[Given entries]
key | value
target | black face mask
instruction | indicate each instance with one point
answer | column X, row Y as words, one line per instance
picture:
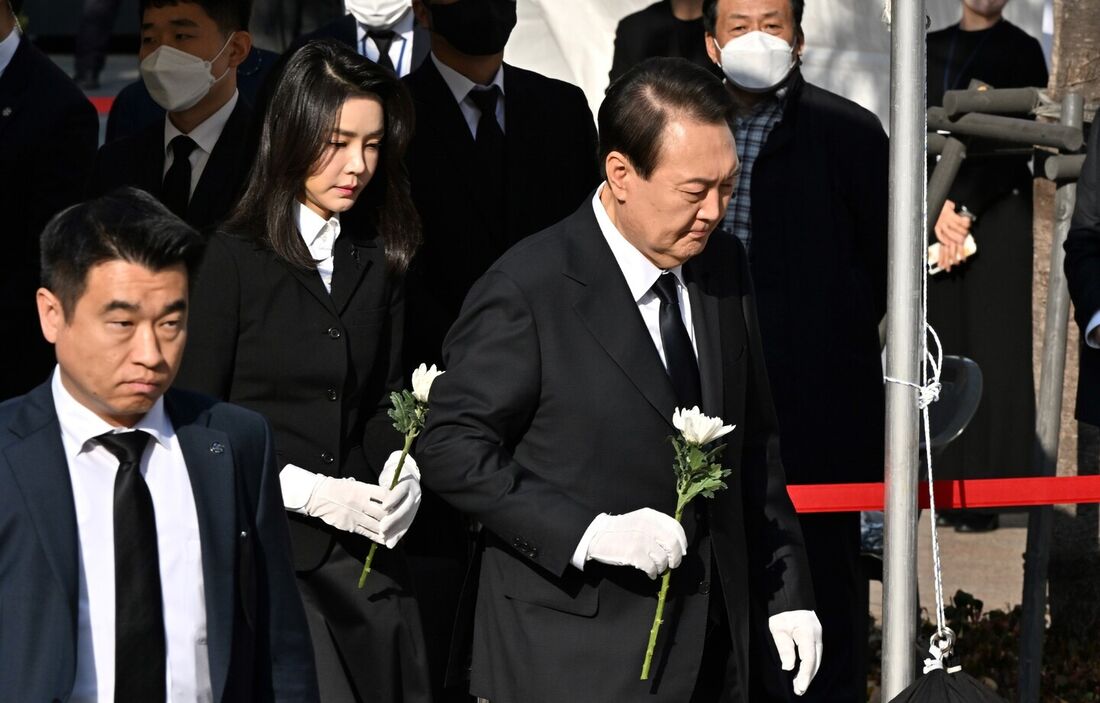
column 477, row 28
[/Given entries]
Instructions to follow: Scan the data above for the word "instance" and report every line where it is found.

Your solution:
instruction | indicate each instance with one point
answer | column X, row Y as words, one line per instance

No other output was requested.